- **Instructions to follow**: Below is a block of records: output all of them exactly and leave out the pictures.

(Point-based annotation data)
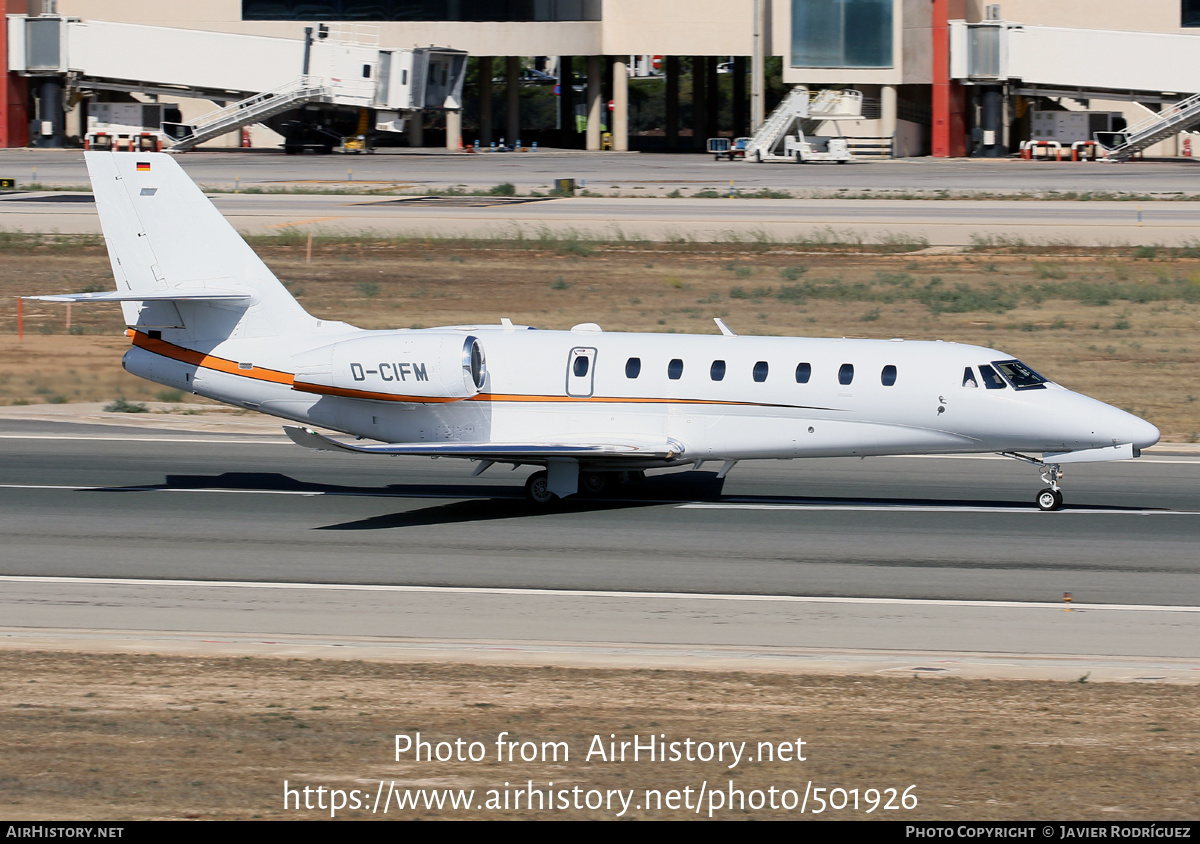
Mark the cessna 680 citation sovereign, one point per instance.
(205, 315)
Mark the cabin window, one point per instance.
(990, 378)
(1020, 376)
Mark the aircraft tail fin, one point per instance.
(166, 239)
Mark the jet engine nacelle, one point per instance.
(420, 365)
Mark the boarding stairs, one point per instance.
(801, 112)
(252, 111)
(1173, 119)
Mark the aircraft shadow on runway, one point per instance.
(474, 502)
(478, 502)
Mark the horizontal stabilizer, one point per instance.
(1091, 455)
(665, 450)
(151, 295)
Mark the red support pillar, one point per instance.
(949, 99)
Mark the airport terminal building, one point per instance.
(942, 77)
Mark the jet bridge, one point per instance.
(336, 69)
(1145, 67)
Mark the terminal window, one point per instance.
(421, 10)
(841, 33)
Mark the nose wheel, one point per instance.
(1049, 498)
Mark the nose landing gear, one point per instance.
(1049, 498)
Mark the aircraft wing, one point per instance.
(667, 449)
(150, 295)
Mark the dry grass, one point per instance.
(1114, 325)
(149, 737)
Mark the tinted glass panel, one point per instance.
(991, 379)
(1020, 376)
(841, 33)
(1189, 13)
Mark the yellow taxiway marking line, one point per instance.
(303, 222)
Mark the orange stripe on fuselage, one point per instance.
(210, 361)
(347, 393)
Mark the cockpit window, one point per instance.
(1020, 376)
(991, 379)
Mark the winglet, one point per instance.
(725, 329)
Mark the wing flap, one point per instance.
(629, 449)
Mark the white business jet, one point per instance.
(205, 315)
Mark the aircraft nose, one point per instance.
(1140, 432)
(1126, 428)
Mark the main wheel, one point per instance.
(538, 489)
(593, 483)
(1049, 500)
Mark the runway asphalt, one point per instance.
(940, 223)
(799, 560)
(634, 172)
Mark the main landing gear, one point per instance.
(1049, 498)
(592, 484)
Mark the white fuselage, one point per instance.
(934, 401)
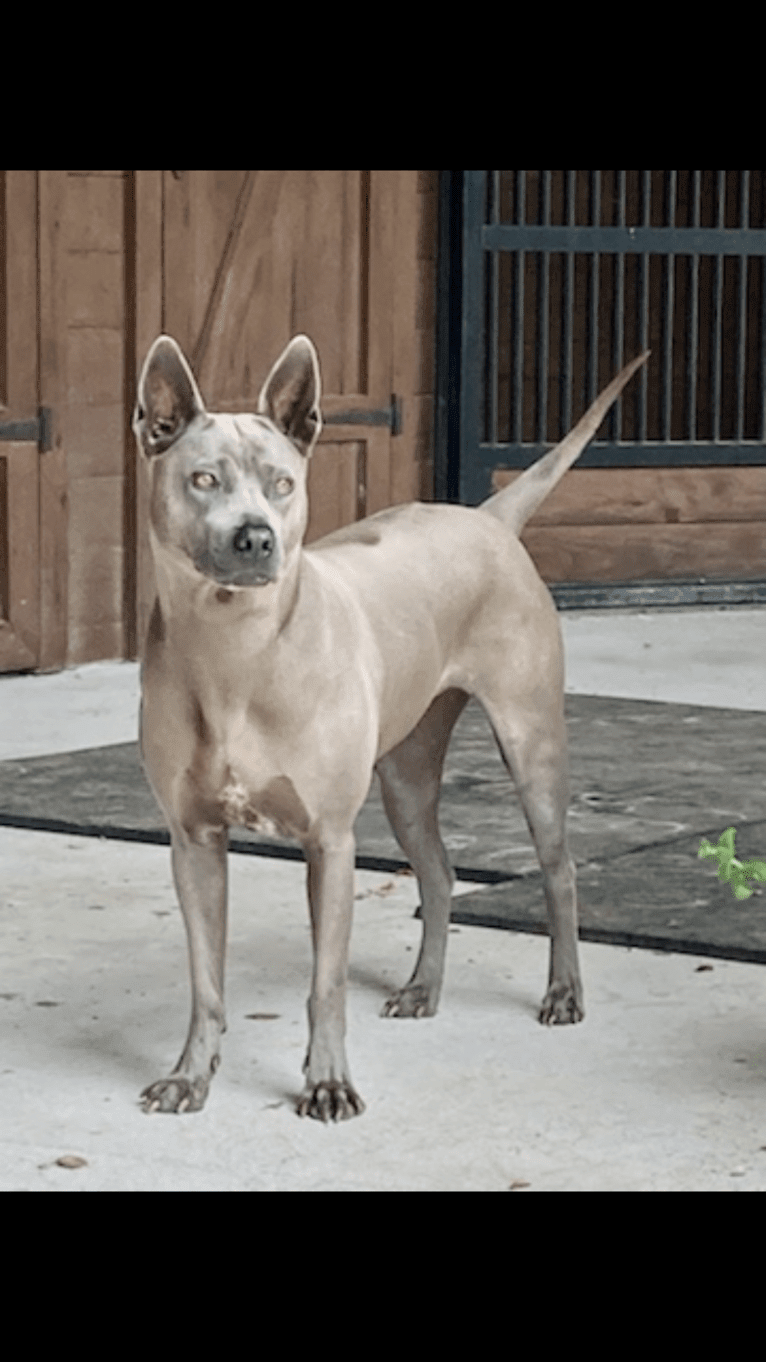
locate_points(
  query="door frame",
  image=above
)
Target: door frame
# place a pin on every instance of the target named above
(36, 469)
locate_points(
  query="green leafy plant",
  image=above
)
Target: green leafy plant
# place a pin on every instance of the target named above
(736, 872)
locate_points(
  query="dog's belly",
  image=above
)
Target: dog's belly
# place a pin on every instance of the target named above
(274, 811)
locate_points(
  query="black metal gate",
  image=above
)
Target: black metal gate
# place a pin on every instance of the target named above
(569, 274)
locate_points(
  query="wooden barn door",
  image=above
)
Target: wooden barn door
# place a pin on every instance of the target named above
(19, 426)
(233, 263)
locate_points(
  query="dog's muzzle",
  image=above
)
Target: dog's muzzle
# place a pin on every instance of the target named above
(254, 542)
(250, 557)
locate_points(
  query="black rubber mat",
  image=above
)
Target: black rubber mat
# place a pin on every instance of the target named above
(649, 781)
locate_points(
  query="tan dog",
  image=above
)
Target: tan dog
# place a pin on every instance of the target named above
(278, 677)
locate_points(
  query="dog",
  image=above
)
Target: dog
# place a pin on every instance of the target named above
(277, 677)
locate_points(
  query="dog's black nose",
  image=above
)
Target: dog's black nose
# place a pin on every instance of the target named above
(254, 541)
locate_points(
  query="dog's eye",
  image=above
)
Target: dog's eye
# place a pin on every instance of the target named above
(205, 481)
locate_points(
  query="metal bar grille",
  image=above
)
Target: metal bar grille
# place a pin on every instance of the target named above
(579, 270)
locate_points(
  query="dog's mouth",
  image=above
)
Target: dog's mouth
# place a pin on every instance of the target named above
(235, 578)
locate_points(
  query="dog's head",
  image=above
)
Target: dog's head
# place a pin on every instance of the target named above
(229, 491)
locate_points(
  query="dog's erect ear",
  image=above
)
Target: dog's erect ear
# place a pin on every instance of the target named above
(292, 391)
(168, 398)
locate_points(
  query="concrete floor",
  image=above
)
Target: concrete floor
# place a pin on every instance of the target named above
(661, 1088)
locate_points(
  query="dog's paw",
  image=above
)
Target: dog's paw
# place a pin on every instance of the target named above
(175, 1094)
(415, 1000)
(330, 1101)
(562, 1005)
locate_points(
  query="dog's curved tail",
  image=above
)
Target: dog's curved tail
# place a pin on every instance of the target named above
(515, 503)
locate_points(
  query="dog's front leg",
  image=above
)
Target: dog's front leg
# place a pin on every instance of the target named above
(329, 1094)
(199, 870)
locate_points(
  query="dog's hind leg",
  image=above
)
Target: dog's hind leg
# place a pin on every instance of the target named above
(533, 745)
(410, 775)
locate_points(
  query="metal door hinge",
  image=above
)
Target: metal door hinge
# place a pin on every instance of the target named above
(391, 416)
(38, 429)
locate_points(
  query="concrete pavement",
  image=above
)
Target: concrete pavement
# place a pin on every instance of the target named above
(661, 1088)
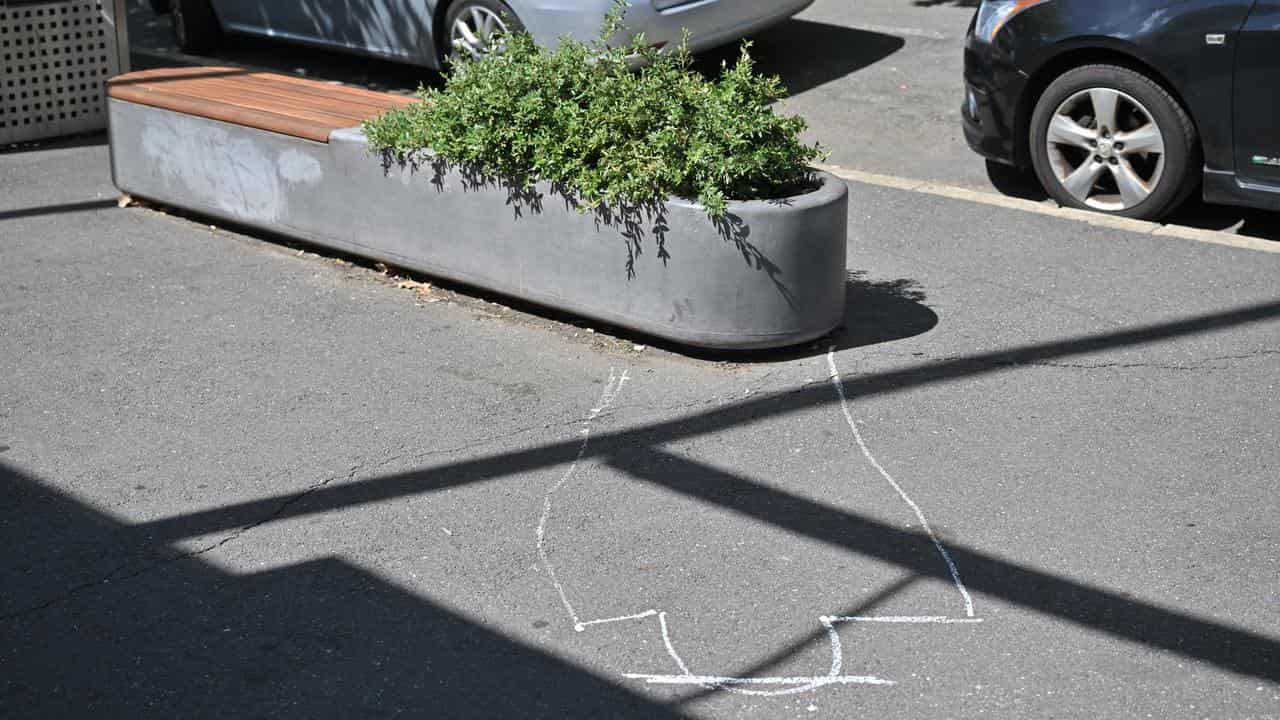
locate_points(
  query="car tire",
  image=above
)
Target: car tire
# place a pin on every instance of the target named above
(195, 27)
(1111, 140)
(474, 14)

- **Full answer**:
Mark the cessna 680 citation sovereign, one point per instance.
(205, 315)
Mark the cabin window, one point per instance.
(990, 378)
(1020, 376)
Mark the aircraft tail fin, one point per instance.
(166, 239)
Mark the jet engine nacelle, one point per instance.
(420, 365)
Mark the boarding stairs, one point per instance.
(801, 112)
(252, 111)
(1173, 119)
Mark the aircraft shadow on runway, one point per instance.
(474, 502)
(478, 502)
Mark the horizontal stabilizer, one point per instance.
(1091, 455)
(665, 450)
(151, 295)
Mark the red support pillar, one point per instance.
(949, 99)
Mark the airport terminal building, one point per instance.
(942, 77)
Mark the jet bridge, one point per instance.
(336, 69)
(1145, 67)
Mark the terminal window, one point per instance.
(421, 10)
(841, 33)
Mark the nose wheel, one point per instance.
(1049, 498)
Mark the nose landing gear, one point per instance.
(1049, 498)
Mark the aircraft wing, one point per instance.
(667, 449)
(150, 295)
Mark the dry grass, one point per instance.
(1114, 325)
(149, 737)
Mark the tinted glass panel, one point per instance.
(991, 379)
(1020, 376)
(841, 33)
(1189, 13)
Mark the yellow taxiway marking line, one point per instance.
(303, 222)
Mark the orange stripe on fuselage, one point per instance.
(210, 361)
(347, 393)
Mark the cockpit window, one point per instance.
(1020, 376)
(991, 379)
Mark the winglet, one point per instance.
(725, 329)
Mark the wing flap, one point per instance.
(629, 449)
Mark the white business jet, one point per instance.
(205, 315)
Mark the aircraft nose, one point per instance.
(1140, 432)
(1126, 428)
Mark the main wheel, one point per instance.
(538, 489)
(593, 483)
(1049, 500)
Mark the runway asphalt, one point per instance.
(940, 223)
(799, 560)
(634, 172)
Mark the main landing gear, one point per instance.
(1049, 498)
(592, 484)
Mark the white fuselage, one point per instance.
(934, 401)
locate_points(
  query="door frame",
  image=above
)
Target: door frame
# place a pin on every instance of the target named above
(36, 469)
locate_points(
  query="green leafy plant",
  image=above
)
Target: green leafy plant
# place a pin on every instance of the target named above
(736, 872)
locate_points(
  query="dog's belly",
  image=above
)
Target: dog's belly
# place a pin on every instance of the target named above
(274, 811)
locate_points(
  query="black metal gate",
  image=above
)
Target: black metal gate
# place a pin on every instance of the target named above
(569, 274)
locate_points(
  query="wooden barn door",
  image=above
)
Target: wooden barn door
# place a pin on every instance of the target named above
(19, 426)
(233, 263)
locate_points(
  query="dog's muzzle",
  image=above
)
Target: dog's muzzle
# place a pin on every instance of the target named above
(254, 542)
(250, 557)
locate_points(
  query="black rubber mat",
  image=above
)
Target: black rubber mat
# place a pin on every instance of the target named above
(649, 781)
locate_points(
  query="tan dog",
  image=above
)
Target: tan dog
# place a pin on every instance of the target named above
(278, 677)
locate_points(
  query="dog",
  image=above
)
Target: dog
# place a pin on every instance of the target named above
(277, 677)
locate_points(
  query="dog's black nose",
  image=above
)
Target: dog's black nose
# place a pin on every instance of the target named above
(254, 541)
locate_points(
  query="dog's eye",
  image=above
)
Target: dog's eye
# place a pin on every instance of the target named above
(205, 481)
locate_points(
  query="metal bar grille",
  image=above
)
Target: metal bar grille
# place a pin on every instance of the target named above
(579, 270)
locate_points(
  query="dog's mouth",
  image=above
)
Target: dog's mouth
# place a pin on every instance of the target named above
(235, 578)
locate_points(
  query="dog's head",
  image=above
)
Target: dog's head
# place a pin on every instance of the target named above
(229, 491)
locate_points(
  query="dog's erect ear",
  image=above
)
Target: dog's erect ear
# place a pin on every instance of the target named above
(292, 391)
(168, 398)
locate_points(
  query="concrete floor",
  image=above
)
Target: concrete floor
# place a pin on every instance of the target named above
(661, 1088)
locate_points(
  query="dog's paw",
  image=above
)
Target: dog's paw
# place a pin on every instance of the target named above
(175, 1094)
(415, 1000)
(330, 1101)
(562, 1005)
locate_points(
  query="dog's curved tail",
  image=above
)
Target: dog's curved tail
# place a pin on every instance of the target named above
(515, 503)
locate_points(
  query="dog's front leg",
  image=above
)
Target: dog's front leg
# place a pin on every instance of the target named above
(329, 1094)
(199, 870)
locate_points(
  query="dog's hind leg",
  image=above
)
Target: dog's hind leg
# place a pin on every instance of the target named above
(533, 745)
(410, 775)
locate_points(
  query="metal door hinge",
  image=above
)
Target: metal door hinge
# place a pin on every instance of the target named above
(391, 416)
(38, 429)
locate_points(
  query="concrete pavement",
  image=above
)
Target: concrete pavement
# place a pin on every instance of the target named above
(661, 1088)
locate_points(
  query="car tire",
  image=above
)
Target: car tire
# place a pin on every instance of the target named above
(195, 27)
(1111, 140)
(474, 14)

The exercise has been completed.